** Do this **
Transcribe each record exactly. Include every one.

** Information shown **
** begin **

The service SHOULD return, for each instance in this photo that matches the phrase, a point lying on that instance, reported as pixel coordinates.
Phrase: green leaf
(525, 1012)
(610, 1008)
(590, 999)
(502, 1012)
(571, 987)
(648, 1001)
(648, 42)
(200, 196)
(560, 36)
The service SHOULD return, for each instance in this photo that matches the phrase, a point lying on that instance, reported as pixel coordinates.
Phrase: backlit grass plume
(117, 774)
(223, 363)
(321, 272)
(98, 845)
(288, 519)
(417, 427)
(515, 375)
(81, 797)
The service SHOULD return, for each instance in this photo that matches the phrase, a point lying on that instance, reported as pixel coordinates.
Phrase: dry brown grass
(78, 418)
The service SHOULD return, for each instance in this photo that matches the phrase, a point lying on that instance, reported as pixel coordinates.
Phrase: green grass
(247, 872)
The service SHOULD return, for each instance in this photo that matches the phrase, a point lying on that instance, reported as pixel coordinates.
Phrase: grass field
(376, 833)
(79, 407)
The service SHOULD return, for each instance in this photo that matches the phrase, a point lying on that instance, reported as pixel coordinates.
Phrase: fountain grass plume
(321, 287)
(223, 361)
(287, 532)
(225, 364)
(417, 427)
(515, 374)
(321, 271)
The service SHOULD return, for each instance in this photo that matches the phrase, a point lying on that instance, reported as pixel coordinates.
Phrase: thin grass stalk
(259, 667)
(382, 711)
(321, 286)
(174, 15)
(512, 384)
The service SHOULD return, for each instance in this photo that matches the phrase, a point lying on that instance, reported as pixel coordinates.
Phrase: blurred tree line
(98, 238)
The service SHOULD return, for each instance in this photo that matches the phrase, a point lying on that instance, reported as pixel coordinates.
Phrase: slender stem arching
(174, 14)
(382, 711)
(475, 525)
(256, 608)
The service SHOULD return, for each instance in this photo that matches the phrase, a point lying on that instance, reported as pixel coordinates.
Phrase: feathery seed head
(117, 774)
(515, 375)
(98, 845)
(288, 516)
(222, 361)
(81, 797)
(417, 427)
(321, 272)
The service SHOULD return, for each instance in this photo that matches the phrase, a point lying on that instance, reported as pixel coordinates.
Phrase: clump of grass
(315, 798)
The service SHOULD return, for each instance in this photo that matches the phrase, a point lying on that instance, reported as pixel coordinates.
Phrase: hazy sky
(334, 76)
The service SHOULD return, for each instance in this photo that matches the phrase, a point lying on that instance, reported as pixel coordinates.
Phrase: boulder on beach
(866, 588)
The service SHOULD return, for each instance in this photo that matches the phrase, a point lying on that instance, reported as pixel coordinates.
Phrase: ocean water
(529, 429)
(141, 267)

** end **

** Solution to this exercise **
The service SHOULD return, for each instance in this photo that matches the phrase, a point lying on that instance, reported as pixel coordinates.
Phrase: green leaf
(525, 1012)
(610, 1008)
(590, 999)
(502, 1012)
(571, 987)
(648, 1001)
(648, 42)
(200, 196)
(560, 36)
The service SHOULD return, for each instance in this photo that matches the phrase, a point lying on that instance, reported as pixel coordinates.
Phrase: backlit grass plume
(117, 774)
(223, 363)
(321, 272)
(98, 845)
(288, 519)
(417, 427)
(515, 375)
(81, 797)
The service SHOULD return, for each instance in this photo that matches the phrase, a point lying on that instance, reported as pixel coordinates.
Phrase: dry brown grass
(78, 418)
The service SHOULD return, for each instance in this photo that matches the phrase, a point lying on that instance, reported as pixel coordinates.
Phrase: green grass
(247, 872)
The service SHOULD return, for each instance in this photo that matches the phrase, a point lying on that instance, reported as pixel coordinates.
Phrase: grass field
(376, 833)
(79, 407)
The service SHOULD return, for each instance in this photo that matches the phrase, a point lying on that instance, reported as pixel coordinates.
Phrase: fountain grass plume
(321, 287)
(223, 361)
(287, 532)
(225, 364)
(417, 427)
(515, 374)
(321, 271)
The service SHOULD return, for each instance in this photo that matches the phrase, a point lying on that instance, reported as pixel coordinates.
Phrase: thin grass stalk
(259, 667)
(382, 711)
(321, 286)
(174, 15)
(512, 384)
The service SHOULD return, for each instance in this photo that matches the phrase, a point lying on that instance, reported as pixel coordinates.
Phrase: blurred tree line
(98, 238)
The service SHOULD return, for each instance in this photo that matches the phrase, a point lying on that instance, reported as pixel coordinates.
Phrase: slender stem arching
(174, 14)
(382, 711)
(475, 525)
(256, 608)
The service SHOULD return, for each instance in this photo that matches the phrase, a point lying on that instance, reported as pixel coordinates.
Phrase: feathery seed head
(117, 774)
(515, 375)
(98, 845)
(288, 516)
(222, 361)
(81, 797)
(417, 427)
(321, 272)
The service SHOULD return, for each instance in this photo that matches the phrase, a point lying on that instance, reported as pixel coordinates.
Phrase: clump of grass
(315, 798)
The service SHOULD return, for each instance in this photo that matches the phrase, a point lying on that instance, reported as pixel coordinates.
Phrase: hazy sky
(334, 76)
The service SHOULD return, for each instance in this photo that matches the phrase, a point lying on that instance, reported as pixel coordinates.
Phrase: boulder on beach
(866, 588)
The service SHOULD return, for each instance in this photo that matches the phrase, a point lying on that instance, reported as pixel coordinates.
Phrase: ocean water
(529, 429)
(141, 267)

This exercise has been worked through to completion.